- **Task details**:
Reproduce every line of the listing below without changing anything.

- **Source data**:
◆ ◆ ◆ ◆ ◆ ◆ ◆
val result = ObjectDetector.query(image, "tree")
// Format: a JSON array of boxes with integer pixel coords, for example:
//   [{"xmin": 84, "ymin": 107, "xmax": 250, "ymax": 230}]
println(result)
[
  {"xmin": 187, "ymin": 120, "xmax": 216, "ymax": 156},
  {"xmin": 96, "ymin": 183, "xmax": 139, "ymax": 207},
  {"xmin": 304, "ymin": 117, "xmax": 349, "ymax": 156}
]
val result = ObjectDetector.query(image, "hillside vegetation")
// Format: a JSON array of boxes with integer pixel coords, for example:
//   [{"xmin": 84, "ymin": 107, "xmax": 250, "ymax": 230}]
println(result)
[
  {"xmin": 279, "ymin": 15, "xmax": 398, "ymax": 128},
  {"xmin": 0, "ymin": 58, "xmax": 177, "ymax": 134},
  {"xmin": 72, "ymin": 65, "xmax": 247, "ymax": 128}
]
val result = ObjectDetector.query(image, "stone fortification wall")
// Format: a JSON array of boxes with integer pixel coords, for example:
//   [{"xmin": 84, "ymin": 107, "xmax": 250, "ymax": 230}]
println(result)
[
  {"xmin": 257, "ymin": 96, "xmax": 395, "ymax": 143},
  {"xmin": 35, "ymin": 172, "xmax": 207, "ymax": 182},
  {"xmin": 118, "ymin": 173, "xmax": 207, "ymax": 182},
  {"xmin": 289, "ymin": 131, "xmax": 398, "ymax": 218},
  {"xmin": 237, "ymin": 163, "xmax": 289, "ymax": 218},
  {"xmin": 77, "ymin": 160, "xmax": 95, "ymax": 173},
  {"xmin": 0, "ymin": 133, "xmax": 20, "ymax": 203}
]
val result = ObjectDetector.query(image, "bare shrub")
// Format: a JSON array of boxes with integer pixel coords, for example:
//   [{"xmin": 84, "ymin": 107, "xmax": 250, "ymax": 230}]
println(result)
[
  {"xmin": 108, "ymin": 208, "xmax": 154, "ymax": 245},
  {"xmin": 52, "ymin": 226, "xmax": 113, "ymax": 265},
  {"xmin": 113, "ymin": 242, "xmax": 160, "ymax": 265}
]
◆ ◆ ◆ ◆ ◆ ◆ ◆
- **Right answer**:
val result = ObjectDetector.query(image, "tree")
// Format: a JSON array of boxes with integer pixel coords, for example:
//   [{"xmin": 84, "ymin": 107, "xmax": 250, "ymax": 230}]
println(result)
[
  {"xmin": 187, "ymin": 120, "xmax": 216, "ymax": 156},
  {"xmin": 96, "ymin": 183, "xmax": 139, "ymax": 207},
  {"xmin": 304, "ymin": 117, "xmax": 349, "ymax": 156}
]
val result = ObjectDetector.query(image, "hillside vegetation")
// Format: a JSON array of boxes with integer pixel coords, for example:
//   [{"xmin": 84, "ymin": 107, "xmax": 250, "ymax": 230}]
println(result)
[
  {"xmin": 279, "ymin": 15, "xmax": 398, "ymax": 128},
  {"xmin": 0, "ymin": 58, "xmax": 177, "ymax": 134},
  {"xmin": 72, "ymin": 65, "xmax": 247, "ymax": 128}
]
val result = ObjectDetector.query(image, "stone fortification wall")
// Format: a JSON array of boxes with integer pixel coords, for example:
//   [{"xmin": 84, "ymin": 107, "xmax": 250, "ymax": 230}]
println(result)
[
  {"xmin": 257, "ymin": 96, "xmax": 395, "ymax": 143},
  {"xmin": 35, "ymin": 172, "xmax": 207, "ymax": 182},
  {"xmin": 118, "ymin": 173, "xmax": 207, "ymax": 182},
  {"xmin": 289, "ymin": 131, "xmax": 398, "ymax": 218},
  {"xmin": 237, "ymin": 163, "xmax": 289, "ymax": 218},
  {"xmin": 77, "ymin": 160, "xmax": 95, "ymax": 173},
  {"xmin": 0, "ymin": 133, "xmax": 20, "ymax": 203}
]
val result = ObjectDetector.query(image, "bare shrub")
// Format: a JSON array of boxes with integer pixel coords, for example:
//   [{"xmin": 84, "ymin": 107, "xmax": 250, "ymax": 230}]
println(result)
[
  {"xmin": 108, "ymin": 208, "xmax": 154, "ymax": 245},
  {"xmin": 52, "ymin": 226, "xmax": 113, "ymax": 265},
  {"xmin": 113, "ymin": 242, "xmax": 160, "ymax": 265}
]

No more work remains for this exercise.